Prompt 1:
From the passage on emerging adolescents, copy word for word the stretch from "Like fledglings preparing" through "on their journey.".
Prompt 2:
Extend the passage on emerging adolescents, picking up after its last sentence.

Like fledglings preparing to leave the nest, emerging adolescents are getting ready to test their wings. For parents, the most disconcerting aspect of these years may be the sense that their children are pulling away, becoming introverted and inaccessible, or shifting their allegiance to peers with whom they crave constant communication. Adolescence can seem like a years-long tunnel from which our children will eventually emerge, transformed into young adults; until then, it is essential that we provide them with informed guidance, supporting them on their journey.
With clothes shrinking and bodies expanding, emerging adolescents become self-conscious and sensitive. Rudolf Steiner describes this age as the advent of “a gentle sprinkling of pain that never goes away.” Emotional energy appears in full force, creating inner chaos, and our children need guidance—human, physical, and spiritual—to help them navigate through their environment. They are torn between wanting to be adults and wanting the comfort of their stuffed animals. As one Waldorf educator put it, “It’s as if they are shedding their skins.” A thirteen-year-old summed it up as, “Ma, the child you once knew is
gone!” Simultaneously independent and dependent, they need adults to be strong, firm, clear, calm, and patient.

Information:
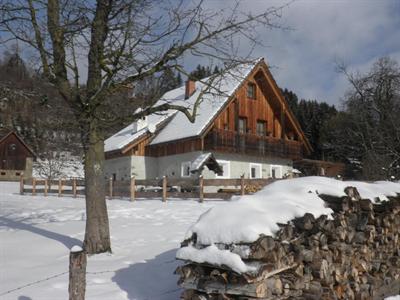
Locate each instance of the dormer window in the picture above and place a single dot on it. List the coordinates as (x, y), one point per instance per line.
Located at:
(251, 91)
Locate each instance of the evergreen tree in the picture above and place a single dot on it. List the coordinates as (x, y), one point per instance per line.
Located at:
(312, 115)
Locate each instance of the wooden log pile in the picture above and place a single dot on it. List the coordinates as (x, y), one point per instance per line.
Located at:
(354, 255)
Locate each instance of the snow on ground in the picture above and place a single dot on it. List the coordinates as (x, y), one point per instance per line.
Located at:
(36, 234)
(245, 218)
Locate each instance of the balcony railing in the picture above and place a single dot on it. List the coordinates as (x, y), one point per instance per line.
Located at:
(231, 141)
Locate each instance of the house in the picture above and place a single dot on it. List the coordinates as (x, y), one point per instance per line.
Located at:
(244, 126)
(16, 157)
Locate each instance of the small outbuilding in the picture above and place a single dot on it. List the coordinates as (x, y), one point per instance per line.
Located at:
(16, 157)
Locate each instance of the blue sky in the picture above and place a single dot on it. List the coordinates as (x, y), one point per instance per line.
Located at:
(321, 32)
(303, 58)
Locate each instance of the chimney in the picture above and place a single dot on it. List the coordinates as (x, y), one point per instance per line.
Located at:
(190, 88)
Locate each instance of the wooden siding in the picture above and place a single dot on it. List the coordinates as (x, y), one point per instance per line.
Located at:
(13, 153)
(268, 107)
(264, 108)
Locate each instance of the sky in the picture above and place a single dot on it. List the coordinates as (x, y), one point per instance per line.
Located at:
(318, 33)
(304, 57)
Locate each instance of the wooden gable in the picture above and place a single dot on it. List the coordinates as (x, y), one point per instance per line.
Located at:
(264, 105)
(267, 106)
(13, 151)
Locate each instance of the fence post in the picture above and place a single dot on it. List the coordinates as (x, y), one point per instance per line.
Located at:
(59, 187)
(45, 187)
(164, 188)
(242, 185)
(201, 188)
(133, 188)
(110, 186)
(21, 184)
(33, 186)
(74, 187)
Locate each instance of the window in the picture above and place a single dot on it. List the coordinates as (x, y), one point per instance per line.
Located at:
(261, 128)
(185, 169)
(276, 171)
(255, 171)
(226, 168)
(251, 91)
(242, 125)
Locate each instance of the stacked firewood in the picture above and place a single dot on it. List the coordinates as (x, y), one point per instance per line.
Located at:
(354, 255)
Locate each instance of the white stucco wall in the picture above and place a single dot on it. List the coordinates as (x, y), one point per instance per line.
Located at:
(240, 164)
(171, 165)
(120, 166)
(143, 167)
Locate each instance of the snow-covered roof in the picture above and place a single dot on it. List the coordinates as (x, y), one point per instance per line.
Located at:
(212, 103)
(179, 127)
(131, 133)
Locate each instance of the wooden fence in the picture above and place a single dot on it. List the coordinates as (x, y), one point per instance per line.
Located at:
(163, 188)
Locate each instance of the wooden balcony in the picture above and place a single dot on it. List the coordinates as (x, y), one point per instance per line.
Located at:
(233, 142)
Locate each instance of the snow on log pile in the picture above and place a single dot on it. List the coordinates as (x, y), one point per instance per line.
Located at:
(305, 238)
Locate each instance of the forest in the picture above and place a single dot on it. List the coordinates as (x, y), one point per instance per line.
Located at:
(364, 133)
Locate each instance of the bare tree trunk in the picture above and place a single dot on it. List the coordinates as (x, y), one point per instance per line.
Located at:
(77, 274)
(97, 234)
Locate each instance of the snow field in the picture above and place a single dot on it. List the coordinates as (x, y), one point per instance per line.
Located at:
(37, 232)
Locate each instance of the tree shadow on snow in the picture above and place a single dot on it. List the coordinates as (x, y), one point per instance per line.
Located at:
(63, 239)
(150, 280)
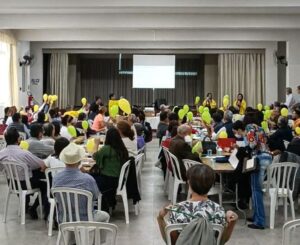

Answer section 1:
Like fledglings preparing to leave the nest, emerging adolescents are getting ready to test their wings. For parents, the most disconcerting aspect of these years may be the sense that their children are pulling away, becoming introverted and inaccessible, or shifting their allegiance to peers with whom they crave constant communication. Adolescence can seem like a years-long tunnel from which our children will eventually emerge, transformed into young adults; until then, it is essential that we provide them with informed guidance, supporting them on their journey.

Answer section 2:
Imagine the twelve-year old—arms and legs growing so quickly, sleeves and pant legs receding from wrists and ankles, bones increasing in
weight, and that strange new voice in the distance saying to you, the parent, “Do I have to do it now?” The once perfectly proportioned
eleven-year-old is now transforming before your eyes, becoming elongated and heavy-boned. This growth continues through ages thirteen and
fourteen, becoming more evident as each year progresses.
Emerging adolescents are entering the world of judgment, self-judgment, intellect, and cause and effect. Their self-awareness centers on their
thoughts and feelings, and their inner life needs appropriate nourishment. Often, the behavior they express conceals an opposite inner
reality. Although they may appear indifferent, they in fact depend on their teachers, parents, and other adults as they formulate their own
ideas and begin to think for themselves—and they need guidance in all aspects of this process. They meet the world through language, using it
to define all that they find in their environment: considering, observing, and judging.